Written instruction: Return every row below that contains the string "tree".

Extracted material:
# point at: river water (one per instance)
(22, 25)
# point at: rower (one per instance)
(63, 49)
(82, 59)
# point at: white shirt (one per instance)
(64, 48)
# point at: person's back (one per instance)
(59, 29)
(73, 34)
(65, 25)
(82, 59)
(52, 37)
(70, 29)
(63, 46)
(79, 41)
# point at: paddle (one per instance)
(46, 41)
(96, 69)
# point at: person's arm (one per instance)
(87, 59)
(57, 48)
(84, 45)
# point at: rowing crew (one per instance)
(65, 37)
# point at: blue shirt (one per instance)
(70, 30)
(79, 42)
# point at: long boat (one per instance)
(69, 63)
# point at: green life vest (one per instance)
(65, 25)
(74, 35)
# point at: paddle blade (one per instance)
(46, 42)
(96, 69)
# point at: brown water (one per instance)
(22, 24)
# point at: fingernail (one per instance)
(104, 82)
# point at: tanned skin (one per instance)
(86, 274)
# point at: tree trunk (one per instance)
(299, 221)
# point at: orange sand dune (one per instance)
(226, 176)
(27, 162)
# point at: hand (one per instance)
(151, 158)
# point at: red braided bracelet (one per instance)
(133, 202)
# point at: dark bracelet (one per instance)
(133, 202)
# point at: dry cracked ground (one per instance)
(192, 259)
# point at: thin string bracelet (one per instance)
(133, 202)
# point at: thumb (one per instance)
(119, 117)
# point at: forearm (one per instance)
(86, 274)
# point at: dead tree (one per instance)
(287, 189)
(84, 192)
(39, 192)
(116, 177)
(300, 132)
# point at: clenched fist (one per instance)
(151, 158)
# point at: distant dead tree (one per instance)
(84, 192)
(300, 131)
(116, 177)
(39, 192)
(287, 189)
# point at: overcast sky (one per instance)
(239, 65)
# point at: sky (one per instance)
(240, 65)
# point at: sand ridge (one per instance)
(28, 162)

---

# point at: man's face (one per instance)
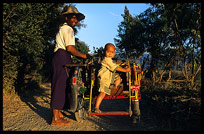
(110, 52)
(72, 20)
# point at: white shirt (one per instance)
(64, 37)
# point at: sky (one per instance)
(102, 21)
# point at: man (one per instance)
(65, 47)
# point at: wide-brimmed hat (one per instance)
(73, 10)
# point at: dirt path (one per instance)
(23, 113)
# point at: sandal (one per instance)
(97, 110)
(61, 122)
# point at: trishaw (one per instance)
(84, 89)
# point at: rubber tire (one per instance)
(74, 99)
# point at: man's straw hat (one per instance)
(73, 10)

Answer to this task:
# point at: tree trunk (one per instance)
# point at: dead tree (one per instance)
# point at: distant dead tree (one per instance)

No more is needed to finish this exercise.